= Exercise description =
Each line of the entries below that holds "shoe" is needed, copied in full.

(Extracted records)
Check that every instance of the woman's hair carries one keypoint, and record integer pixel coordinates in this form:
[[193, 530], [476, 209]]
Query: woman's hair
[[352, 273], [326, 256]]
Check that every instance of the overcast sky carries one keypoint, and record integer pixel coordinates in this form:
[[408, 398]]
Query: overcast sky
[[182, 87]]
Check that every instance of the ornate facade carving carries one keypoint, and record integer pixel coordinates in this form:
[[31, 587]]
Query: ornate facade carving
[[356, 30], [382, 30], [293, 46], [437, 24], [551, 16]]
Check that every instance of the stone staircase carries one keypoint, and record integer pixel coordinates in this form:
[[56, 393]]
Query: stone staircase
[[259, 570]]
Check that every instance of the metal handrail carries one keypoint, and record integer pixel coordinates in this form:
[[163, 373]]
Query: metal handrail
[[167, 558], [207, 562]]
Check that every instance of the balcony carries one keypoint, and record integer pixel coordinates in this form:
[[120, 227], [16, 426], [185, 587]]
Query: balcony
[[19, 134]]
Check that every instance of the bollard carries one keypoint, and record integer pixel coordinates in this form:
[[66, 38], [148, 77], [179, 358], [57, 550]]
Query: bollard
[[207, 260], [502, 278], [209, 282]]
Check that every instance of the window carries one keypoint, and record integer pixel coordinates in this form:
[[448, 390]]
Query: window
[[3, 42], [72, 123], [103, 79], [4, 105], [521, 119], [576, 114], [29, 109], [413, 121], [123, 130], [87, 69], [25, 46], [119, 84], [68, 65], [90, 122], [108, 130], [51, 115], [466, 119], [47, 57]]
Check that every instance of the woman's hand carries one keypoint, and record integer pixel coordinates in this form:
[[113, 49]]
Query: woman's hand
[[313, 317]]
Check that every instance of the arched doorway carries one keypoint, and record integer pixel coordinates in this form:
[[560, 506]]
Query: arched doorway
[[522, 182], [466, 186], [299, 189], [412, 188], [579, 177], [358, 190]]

==

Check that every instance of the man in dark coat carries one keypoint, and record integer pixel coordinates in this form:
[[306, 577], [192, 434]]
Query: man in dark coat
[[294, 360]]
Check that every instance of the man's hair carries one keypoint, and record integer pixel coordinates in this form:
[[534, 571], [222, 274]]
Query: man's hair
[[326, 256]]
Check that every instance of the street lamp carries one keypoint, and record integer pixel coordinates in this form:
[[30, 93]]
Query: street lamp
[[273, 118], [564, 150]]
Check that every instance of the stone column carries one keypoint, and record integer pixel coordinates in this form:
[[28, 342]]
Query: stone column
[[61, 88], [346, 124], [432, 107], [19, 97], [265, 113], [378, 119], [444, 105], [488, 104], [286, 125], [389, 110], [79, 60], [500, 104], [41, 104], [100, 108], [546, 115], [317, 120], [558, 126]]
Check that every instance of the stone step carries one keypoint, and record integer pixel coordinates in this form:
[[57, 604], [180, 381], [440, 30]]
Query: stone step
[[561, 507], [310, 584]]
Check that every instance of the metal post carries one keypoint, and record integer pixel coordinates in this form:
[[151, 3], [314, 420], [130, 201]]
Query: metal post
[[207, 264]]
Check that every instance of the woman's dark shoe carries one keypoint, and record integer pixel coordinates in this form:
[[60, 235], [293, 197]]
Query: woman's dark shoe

= Written response =
Check that every instance of the woman's dark shoe carries one keypoint, and record integer pixel coordinates in this form:
Query: woman's dark shoe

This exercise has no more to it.